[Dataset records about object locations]
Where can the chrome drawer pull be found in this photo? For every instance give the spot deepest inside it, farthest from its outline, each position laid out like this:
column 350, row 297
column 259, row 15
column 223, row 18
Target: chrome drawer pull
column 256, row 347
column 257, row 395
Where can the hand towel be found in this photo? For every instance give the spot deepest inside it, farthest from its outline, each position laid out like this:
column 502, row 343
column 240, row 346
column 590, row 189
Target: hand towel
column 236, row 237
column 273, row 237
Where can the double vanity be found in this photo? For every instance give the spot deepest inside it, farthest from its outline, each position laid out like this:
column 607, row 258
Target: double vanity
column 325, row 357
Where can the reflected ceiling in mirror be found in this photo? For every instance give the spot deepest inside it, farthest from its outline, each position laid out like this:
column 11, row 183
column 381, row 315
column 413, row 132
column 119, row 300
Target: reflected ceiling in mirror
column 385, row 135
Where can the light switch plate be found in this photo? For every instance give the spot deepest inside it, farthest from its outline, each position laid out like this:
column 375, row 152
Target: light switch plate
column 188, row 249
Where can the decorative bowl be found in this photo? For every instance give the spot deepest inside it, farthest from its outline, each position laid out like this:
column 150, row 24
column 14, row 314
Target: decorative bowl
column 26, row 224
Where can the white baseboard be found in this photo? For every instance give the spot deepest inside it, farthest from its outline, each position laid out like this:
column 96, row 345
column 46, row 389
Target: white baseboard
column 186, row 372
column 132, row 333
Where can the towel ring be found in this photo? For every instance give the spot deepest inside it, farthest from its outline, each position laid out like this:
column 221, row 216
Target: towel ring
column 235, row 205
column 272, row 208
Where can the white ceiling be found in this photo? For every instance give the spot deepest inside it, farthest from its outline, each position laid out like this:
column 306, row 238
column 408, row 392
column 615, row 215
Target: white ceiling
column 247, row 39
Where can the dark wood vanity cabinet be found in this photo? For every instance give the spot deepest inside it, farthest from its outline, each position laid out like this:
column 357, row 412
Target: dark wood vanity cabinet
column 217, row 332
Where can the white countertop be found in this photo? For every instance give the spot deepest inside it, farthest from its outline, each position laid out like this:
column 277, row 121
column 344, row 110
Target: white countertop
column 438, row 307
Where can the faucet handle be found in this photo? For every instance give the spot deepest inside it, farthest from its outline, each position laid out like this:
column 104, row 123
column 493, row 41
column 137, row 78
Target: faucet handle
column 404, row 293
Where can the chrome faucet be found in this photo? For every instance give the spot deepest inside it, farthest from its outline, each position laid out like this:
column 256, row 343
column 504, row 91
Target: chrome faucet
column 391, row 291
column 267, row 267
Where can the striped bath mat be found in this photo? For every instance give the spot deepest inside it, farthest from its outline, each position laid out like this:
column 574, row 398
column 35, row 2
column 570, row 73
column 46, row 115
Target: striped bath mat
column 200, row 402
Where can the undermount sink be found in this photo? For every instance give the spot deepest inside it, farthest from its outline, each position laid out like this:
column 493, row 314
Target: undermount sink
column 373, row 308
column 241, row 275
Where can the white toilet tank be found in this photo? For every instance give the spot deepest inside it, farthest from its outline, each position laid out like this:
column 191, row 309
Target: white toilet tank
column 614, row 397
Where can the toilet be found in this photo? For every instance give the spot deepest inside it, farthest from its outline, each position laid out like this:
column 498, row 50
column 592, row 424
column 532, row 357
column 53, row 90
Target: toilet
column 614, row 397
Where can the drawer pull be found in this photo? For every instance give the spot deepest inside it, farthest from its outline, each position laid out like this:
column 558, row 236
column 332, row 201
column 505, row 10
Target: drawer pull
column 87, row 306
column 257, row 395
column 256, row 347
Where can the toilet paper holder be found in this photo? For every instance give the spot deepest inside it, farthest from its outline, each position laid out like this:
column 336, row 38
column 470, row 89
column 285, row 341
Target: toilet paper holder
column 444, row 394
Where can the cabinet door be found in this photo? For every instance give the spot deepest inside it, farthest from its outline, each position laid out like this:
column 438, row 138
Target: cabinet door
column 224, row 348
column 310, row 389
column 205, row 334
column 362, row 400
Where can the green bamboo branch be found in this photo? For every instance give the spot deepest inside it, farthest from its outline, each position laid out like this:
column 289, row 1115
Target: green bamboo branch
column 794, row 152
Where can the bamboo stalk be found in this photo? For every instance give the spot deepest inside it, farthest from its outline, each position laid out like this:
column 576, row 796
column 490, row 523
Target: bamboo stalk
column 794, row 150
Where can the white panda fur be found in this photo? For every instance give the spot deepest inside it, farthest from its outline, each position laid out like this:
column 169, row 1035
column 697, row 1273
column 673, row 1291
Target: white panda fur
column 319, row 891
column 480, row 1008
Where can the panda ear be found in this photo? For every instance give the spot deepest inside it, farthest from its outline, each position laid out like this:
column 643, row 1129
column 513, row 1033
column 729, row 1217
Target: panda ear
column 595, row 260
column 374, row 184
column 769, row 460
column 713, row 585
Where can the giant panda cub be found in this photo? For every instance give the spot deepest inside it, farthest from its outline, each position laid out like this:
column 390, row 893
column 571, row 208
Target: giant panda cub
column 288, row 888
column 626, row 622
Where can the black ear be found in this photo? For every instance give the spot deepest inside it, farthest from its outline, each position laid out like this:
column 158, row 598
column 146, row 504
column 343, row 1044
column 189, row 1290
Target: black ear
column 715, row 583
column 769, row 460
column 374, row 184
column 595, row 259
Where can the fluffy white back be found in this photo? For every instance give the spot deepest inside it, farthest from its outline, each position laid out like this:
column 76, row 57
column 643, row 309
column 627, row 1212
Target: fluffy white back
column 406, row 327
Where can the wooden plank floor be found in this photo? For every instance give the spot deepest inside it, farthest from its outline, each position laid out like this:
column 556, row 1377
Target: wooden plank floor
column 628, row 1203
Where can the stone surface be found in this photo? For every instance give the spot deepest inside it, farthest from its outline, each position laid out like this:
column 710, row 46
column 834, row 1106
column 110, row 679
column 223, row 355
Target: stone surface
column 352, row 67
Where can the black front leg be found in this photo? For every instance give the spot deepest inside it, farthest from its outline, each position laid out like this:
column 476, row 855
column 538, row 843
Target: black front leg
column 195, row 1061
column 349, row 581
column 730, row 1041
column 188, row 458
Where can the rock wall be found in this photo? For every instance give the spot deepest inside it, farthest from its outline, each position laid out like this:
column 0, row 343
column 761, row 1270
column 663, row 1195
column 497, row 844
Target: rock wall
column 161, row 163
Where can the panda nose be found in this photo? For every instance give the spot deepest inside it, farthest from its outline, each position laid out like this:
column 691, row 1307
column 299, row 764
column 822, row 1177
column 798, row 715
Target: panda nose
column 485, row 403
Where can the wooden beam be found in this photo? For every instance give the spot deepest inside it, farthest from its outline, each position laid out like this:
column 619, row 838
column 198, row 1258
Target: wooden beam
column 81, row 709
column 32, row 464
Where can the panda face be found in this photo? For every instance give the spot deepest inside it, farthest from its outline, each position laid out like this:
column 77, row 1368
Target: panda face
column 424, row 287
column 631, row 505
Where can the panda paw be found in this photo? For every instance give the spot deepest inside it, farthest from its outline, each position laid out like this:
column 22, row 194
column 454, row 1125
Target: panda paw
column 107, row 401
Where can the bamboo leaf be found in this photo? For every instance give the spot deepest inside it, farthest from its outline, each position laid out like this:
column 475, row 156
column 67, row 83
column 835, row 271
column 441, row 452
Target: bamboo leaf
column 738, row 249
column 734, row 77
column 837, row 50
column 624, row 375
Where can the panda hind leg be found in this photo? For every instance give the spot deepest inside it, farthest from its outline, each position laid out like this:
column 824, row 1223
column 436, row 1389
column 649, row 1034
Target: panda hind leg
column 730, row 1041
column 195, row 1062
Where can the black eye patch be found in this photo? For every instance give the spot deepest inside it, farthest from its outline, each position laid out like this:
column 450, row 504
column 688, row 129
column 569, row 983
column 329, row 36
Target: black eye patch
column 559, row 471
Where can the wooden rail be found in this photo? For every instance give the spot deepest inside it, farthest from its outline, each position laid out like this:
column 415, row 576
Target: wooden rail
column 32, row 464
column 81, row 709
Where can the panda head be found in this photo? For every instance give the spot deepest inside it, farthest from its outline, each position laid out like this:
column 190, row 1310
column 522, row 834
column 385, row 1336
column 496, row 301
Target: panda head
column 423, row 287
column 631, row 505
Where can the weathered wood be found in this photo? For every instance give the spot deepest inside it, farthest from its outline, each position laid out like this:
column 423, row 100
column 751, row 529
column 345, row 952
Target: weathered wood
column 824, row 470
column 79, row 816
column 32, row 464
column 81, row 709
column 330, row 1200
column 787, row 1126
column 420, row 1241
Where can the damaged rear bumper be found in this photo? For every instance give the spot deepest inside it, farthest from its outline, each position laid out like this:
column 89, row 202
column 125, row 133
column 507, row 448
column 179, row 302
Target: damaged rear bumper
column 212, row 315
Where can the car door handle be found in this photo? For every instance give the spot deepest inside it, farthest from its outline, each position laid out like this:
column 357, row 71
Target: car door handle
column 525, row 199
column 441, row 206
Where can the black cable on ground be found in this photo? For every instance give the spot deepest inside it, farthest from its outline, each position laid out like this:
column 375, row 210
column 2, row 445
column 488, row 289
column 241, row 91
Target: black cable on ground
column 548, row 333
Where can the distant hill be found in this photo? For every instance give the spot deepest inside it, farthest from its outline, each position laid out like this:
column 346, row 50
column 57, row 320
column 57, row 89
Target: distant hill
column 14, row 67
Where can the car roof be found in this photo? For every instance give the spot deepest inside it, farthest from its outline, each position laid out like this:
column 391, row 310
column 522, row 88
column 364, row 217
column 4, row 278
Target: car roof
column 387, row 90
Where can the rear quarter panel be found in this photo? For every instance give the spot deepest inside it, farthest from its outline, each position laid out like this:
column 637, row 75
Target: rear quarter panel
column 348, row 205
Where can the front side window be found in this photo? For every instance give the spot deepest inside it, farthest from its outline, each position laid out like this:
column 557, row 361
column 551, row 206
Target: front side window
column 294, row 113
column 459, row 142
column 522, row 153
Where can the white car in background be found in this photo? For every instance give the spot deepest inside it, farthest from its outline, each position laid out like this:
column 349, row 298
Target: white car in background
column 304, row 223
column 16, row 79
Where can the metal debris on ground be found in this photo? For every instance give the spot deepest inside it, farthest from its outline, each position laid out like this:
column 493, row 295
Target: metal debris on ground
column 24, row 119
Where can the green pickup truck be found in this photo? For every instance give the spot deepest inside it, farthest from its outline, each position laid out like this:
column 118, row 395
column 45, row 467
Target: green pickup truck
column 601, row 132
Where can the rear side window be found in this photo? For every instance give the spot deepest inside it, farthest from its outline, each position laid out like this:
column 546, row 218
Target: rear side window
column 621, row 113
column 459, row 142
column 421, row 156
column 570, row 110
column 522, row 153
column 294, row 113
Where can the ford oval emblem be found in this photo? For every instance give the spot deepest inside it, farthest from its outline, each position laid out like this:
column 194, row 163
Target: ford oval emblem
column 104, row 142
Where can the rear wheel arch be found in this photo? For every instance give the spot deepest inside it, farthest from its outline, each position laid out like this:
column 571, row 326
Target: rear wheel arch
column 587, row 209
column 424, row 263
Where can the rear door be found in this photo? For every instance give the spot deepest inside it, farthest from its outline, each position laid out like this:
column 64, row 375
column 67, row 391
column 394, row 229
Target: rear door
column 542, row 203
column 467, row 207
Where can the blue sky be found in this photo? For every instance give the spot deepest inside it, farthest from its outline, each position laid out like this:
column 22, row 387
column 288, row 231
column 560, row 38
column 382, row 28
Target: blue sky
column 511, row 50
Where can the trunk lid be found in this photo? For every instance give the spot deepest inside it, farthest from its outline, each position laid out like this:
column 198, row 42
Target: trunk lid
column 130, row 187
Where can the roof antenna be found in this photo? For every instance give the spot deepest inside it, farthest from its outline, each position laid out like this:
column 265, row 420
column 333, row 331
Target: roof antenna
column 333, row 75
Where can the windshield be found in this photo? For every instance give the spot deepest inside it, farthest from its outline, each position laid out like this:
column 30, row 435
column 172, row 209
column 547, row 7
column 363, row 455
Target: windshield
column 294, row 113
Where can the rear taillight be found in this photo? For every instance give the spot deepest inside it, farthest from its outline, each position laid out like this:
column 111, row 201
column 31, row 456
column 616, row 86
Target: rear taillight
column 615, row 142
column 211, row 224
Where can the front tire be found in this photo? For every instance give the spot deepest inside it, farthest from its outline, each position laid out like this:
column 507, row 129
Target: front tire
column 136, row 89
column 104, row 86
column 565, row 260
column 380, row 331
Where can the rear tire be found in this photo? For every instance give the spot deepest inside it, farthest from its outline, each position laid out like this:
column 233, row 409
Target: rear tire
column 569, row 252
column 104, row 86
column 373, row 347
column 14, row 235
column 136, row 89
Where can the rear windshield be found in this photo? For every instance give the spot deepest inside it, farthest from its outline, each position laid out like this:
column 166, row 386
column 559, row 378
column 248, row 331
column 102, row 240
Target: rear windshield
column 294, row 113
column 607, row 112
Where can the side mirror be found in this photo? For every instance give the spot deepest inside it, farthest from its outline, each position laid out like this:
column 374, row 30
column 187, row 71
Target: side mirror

EXERCISE DETAILS:
Give back exactly the lines that run from the line with "Where can the rear taillight" through the close of the material, counting both ends, and nothing more.

SOLUTION TO THE PROBLEM:
Where can the rear taillight be found in this photo? For every instance give the spot deepest inside it, farthest from its outline, each position laid out like this:
column 111, row 201
column 31, row 456
column 616, row 86
Target: rear taillight
column 615, row 142
column 211, row 224
Where can the front tire be found in this photo? For every instance give the spot deepest inside it, farthest from its outline, each position laid out like this:
column 507, row 129
Target: front tire
column 136, row 89
column 104, row 86
column 565, row 260
column 380, row 331
Where can the rear tire be found in this photo? For every instance give the spot deepest inside it, farthest from its outline, each position laid out like this:
column 233, row 409
Target: rear tire
column 569, row 252
column 104, row 86
column 373, row 347
column 14, row 235
column 136, row 89
Where can the rear windshield be found in this photo? For every instance give the spot deepest inside it, farthest from its outline, each position laid out like this:
column 166, row 386
column 559, row 378
column 248, row 331
column 102, row 240
Target: rear windshield
column 294, row 113
column 607, row 112
Where can the side mirror be found in this photo? For every instance give the spot deepest inside it, farthest from its outline, each position laid out like this:
column 374, row 30
column 187, row 71
Target: side mirror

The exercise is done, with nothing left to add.